### Excerpted records
● ● ● ●

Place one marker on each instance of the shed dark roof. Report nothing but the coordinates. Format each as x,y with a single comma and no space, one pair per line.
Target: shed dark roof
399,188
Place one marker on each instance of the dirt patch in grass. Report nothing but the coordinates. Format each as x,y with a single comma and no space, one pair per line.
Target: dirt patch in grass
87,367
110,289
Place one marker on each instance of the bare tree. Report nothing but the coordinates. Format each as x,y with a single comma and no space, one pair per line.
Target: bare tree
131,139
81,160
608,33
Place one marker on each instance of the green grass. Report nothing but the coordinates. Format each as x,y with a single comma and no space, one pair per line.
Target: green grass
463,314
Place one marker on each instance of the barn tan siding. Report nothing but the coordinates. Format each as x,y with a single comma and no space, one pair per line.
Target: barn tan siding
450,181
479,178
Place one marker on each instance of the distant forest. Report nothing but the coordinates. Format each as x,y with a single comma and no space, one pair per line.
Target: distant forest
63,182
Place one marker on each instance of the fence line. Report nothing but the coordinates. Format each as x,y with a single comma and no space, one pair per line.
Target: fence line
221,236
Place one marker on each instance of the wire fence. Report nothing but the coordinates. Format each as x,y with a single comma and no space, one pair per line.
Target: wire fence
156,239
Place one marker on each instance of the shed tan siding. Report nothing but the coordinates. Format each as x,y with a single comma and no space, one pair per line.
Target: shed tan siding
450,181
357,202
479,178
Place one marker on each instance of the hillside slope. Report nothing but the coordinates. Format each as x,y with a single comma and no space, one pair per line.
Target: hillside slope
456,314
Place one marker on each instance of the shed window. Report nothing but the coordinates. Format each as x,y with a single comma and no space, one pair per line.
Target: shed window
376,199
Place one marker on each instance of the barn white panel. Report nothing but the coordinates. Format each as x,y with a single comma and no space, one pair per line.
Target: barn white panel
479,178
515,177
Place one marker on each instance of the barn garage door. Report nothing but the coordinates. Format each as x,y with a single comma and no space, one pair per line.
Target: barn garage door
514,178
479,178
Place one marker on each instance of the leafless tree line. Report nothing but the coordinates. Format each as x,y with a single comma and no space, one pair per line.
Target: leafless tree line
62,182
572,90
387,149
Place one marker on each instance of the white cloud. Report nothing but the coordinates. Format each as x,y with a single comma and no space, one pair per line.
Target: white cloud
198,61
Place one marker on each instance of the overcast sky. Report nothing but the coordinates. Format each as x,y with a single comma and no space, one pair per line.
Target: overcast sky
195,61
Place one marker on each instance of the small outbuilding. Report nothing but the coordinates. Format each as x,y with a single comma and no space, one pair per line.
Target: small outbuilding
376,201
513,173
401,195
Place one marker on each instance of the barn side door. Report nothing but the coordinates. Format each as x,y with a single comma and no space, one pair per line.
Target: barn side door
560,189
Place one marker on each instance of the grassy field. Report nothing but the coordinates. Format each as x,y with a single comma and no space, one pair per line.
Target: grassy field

● ● ● ●

### Work order
Give the listing above again, word for word.

### Answer for the task
Place one marker on each instance of the shed dark roof. Report nothing but the coordinates. Format each as x,y with a single comma and no space, one pair per line.
Target: shed dark roof
399,188
Place one marker on each instance of the dirt patch in grass. Report nothing but the coordinates. Format each as x,y with a single comma and no space, one pair per line.
Target: dirt patch in grass
87,367
110,289
Place one marker on each instance of the bare tree. Report nothing but the coordinates. Format each as x,y with a single comma and no space, one pair per line.
Target: bare tree
131,139
81,160
608,33
Place one marker on each instance of the green grass. Report nothing but the coordinates. Format each as x,y with a single comma and no space, one pair per line.
Target: green grass
463,314
Place one marker on each instance of the barn tan siding. Report nothing but the coordinates. Format each as x,y with a single comma and no space, one pair per line.
Target: barn tan siding
450,181
479,178
Place one marker on each instance of the distant forest. Report nothing but the coordinates. Format each as x,y with a single comma and no space, one pair per line.
Target: distant forest
63,182
Place one marker on each instance of the fence line. Report nothing but the coordinates. Format each as x,y with a single comma and no space, one pair per line.
Target: fence line
221,236
Place one marker on each instance of the wire fence. Report nothing but the coordinates. Format each as x,y with a single comma and no space, one pair per line.
Target: wire fence
156,239
Place one marker on each instance of the shed tan siding. Report nothing but the coordinates. Format each as x,y with a single comma and no space, one pair per line.
Target: shed tan siding
450,181
357,202
479,178
Place one marker on each instance of the hillside slope. Report nothing but the coordinates. Format each as x,y with a single comma and no space, one pair per line.
Target: hillside slope
456,314
Place one marker on each instance of the shed window. Report nothing but the coordinates. Format each as x,y with a single comma and no space, one pair per line.
Target: shed window
376,199
Place one marker on each instance of the barn white panel. Report nothing but the coordinates. Format each as x,y with a single comma and no space, one pair per line.
Target: barn white panel
479,178
515,177
Place one marker on each instance of the barn garage door. Report nothing but the coordinates. Format each as x,y with a single comma and no space, one pair per line.
Target: barn garage door
514,178
479,178
Place one marker on each instance of the leafless tree line. Report nothing but the coordinates. Format each as x,y with a single comma and no space, one pair per line.
Target: leafless tree line
62,182
572,90
387,149
Place one marker on each instance of the white cloud. Report nothing but the coordinates. Format each as x,y with a single comma and no space, one pair per line.
Target: white cloud
198,61
Place one marker on each instance of the overcast sky. Report nothing but the coordinates. Format each as x,y with a single comma and no space, one pair per line.
Target: overcast sky
195,61
Place one marker on each instance of the small outbuilding. Report nothing but the coordinates. Format each as x,y with a single comma and no space, one pair per line.
Target: small outbuilding
376,201
513,173
401,195
Place one marker on each instance of the barn side door. Report nothing but the coordinates. Format each as x,y with a single comma and no space, one pair per line.
Target: barn side door
560,189
Place one marker on each instance of the grassy field. Report nothing but the coordinates. Format each as x,y with a single comma and no space, one pair per line.
Target: grassy field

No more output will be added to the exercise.